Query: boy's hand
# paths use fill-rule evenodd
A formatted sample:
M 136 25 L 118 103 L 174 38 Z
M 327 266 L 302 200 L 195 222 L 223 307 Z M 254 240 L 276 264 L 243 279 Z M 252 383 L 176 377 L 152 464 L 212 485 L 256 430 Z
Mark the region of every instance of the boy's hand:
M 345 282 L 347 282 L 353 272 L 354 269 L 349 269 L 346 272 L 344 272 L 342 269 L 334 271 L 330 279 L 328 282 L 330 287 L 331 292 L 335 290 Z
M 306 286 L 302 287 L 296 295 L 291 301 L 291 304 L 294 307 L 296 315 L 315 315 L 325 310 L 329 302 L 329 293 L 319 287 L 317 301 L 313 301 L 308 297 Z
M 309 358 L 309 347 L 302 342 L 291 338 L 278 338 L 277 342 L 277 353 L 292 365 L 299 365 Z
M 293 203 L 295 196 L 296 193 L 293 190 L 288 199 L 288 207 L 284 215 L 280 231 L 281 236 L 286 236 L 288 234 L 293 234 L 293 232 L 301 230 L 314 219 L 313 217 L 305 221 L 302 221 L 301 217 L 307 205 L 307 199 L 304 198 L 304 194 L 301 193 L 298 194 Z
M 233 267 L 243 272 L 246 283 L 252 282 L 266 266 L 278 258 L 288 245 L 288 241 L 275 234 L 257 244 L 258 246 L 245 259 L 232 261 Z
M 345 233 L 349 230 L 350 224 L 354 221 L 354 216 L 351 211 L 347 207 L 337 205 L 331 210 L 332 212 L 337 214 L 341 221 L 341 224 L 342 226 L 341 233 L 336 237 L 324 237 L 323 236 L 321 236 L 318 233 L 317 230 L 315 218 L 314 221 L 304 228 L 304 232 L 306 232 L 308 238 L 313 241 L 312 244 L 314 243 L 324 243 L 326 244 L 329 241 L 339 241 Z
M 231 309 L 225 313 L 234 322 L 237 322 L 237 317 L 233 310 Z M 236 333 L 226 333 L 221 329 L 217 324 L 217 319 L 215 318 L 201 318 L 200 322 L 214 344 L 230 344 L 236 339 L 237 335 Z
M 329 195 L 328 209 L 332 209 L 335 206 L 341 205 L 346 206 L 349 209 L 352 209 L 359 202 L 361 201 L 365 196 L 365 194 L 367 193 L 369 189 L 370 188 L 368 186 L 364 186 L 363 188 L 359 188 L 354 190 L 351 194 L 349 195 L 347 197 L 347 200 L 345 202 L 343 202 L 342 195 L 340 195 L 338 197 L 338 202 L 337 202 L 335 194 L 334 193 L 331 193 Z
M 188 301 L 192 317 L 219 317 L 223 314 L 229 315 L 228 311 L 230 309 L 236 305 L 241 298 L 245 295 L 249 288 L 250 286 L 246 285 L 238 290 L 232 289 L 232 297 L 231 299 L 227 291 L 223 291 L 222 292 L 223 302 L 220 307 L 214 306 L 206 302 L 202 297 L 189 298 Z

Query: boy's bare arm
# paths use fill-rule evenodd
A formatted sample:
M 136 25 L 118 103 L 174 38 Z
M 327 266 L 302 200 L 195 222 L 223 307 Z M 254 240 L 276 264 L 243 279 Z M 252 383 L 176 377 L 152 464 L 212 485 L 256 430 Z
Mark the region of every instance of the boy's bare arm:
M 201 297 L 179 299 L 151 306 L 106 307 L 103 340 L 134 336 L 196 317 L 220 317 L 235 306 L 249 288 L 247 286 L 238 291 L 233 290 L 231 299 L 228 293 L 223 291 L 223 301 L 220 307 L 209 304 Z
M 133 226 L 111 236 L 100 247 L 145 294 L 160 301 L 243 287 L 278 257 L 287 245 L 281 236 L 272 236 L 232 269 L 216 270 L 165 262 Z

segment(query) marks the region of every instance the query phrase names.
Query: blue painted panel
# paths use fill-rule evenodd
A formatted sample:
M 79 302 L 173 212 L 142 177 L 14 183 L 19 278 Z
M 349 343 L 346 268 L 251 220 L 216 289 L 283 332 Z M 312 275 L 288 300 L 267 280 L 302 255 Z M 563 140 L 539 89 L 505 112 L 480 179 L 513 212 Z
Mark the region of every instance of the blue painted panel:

==========

= WRITTEN TASK =
Exactly reproduce all of the entries.

= EXERCISE RESULT =
Query: boy's hand
# paths use fill-rule evenodd
A formatted sample:
M 136 25 L 118 103 L 174 38 Z
M 327 266 L 302 200 L 195 222 L 223 307 Z M 254 240 L 276 264 L 243 279 Z M 252 383 L 176 377 L 152 464 L 212 485 L 256 430 Z
Mark the region of every instance of the boy's hand:
M 345 282 L 347 282 L 353 272 L 354 269 L 349 269 L 346 272 L 344 272 L 342 269 L 334 271 L 330 279 L 328 282 L 330 287 L 331 292 L 335 290 Z
M 306 286 L 302 287 L 296 295 L 291 301 L 291 304 L 294 307 L 296 315 L 315 315 L 325 310 L 329 302 L 329 293 L 319 287 L 317 301 L 313 301 L 308 297 Z
M 309 358 L 309 347 L 302 342 L 291 338 L 278 338 L 277 342 L 277 353 L 292 365 L 299 365 Z
M 293 203 L 295 196 L 296 193 L 293 190 L 288 199 L 288 207 L 284 215 L 280 231 L 281 236 L 286 236 L 288 234 L 293 234 L 293 232 L 301 230 L 314 219 L 313 217 L 305 221 L 302 221 L 301 217 L 307 205 L 307 199 L 304 198 L 304 194 L 301 193 L 298 194 Z
M 233 267 L 243 272 L 246 283 L 252 282 L 266 266 L 278 258 L 288 245 L 288 241 L 275 234 L 257 244 L 258 246 L 245 259 L 232 261 Z
M 345 233 L 349 230 L 350 224 L 354 221 L 354 216 L 351 211 L 347 207 L 337 205 L 331 210 L 332 212 L 337 214 L 341 221 L 341 224 L 342 226 L 341 233 L 336 237 L 324 237 L 323 236 L 321 236 L 318 233 L 317 230 L 315 218 L 314 221 L 304 228 L 304 232 L 306 232 L 308 238 L 313 241 L 312 244 L 314 243 L 324 243 L 326 244 L 329 241 L 339 241 Z
M 231 309 L 225 313 L 234 322 L 237 322 L 237 317 L 233 310 Z M 236 333 L 226 333 L 221 329 L 217 324 L 217 319 L 215 318 L 201 318 L 200 322 L 214 344 L 230 344 L 236 339 L 237 335 Z
M 329 195 L 328 209 L 332 209 L 335 206 L 341 205 L 346 206 L 349 209 L 352 209 L 359 202 L 361 201 L 365 196 L 365 194 L 367 193 L 369 189 L 370 188 L 368 186 L 364 186 L 363 188 L 359 188 L 354 190 L 351 194 L 349 195 L 347 197 L 347 200 L 345 202 L 343 202 L 342 195 L 340 195 L 338 197 L 338 202 L 337 202 L 335 194 L 334 193 L 331 193 Z
M 188 301 L 192 317 L 219 317 L 223 314 L 229 315 L 228 311 L 230 309 L 236 305 L 241 298 L 245 295 L 249 288 L 250 286 L 246 285 L 238 290 L 232 289 L 232 297 L 231 299 L 227 291 L 223 291 L 222 292 L 223 302 L 220 307 L 214 306 L 206 302 L 202 297 L 189 298 Z

Query: boy's bare arm
# paths use fill-rule evenodd
A formatted sample:
M 136 25 L 118 103 L 174 38 Z
M 327 266 L 302 200 L 195 222 L 223 307 Z M 254 240 L 276 264 L 243 279 Z M 252 383 L 176 377 L 152 464 L 212 485 L 256 430 Z
Mark the region of every instance of the boy's bare arm:
M 201 297 L 179 299 L 151 306 L 106 307 L 103 340 L 134 336 L 196 317 L 220 317 L 235 306 L 249 288 L 247 286 L 238 291 L 233 290 L 231 299 L 228 293 L 223 291 L 223 301 L 220 307 L 209 304 Z
M 133 226 L 111 236 L 100 247 L 145 294 L 160 301 L 243 287 L 278 257 L 287 245 L 281 236 L 272 236 L 232 269 L 216 270 L 165 262 Z

segment(query) marks the region of every instance the query phrase names.
Query: blue painted panel
# paths use fill-rule evenodd
A formatted sample:
M 79 302 L 173 212 L 142 177 L 14 183 L 19 278 Z
M 349 343 L 346 268 L 251 220 L 216 289 L 283 332 Z M 312 275 L 288 300 L 267 280 L 302 255 Z M 563 140 L 539 89 L 505 112 L 480 179 L 513 212 Z
Mark the region of every instance of the blue painted panel:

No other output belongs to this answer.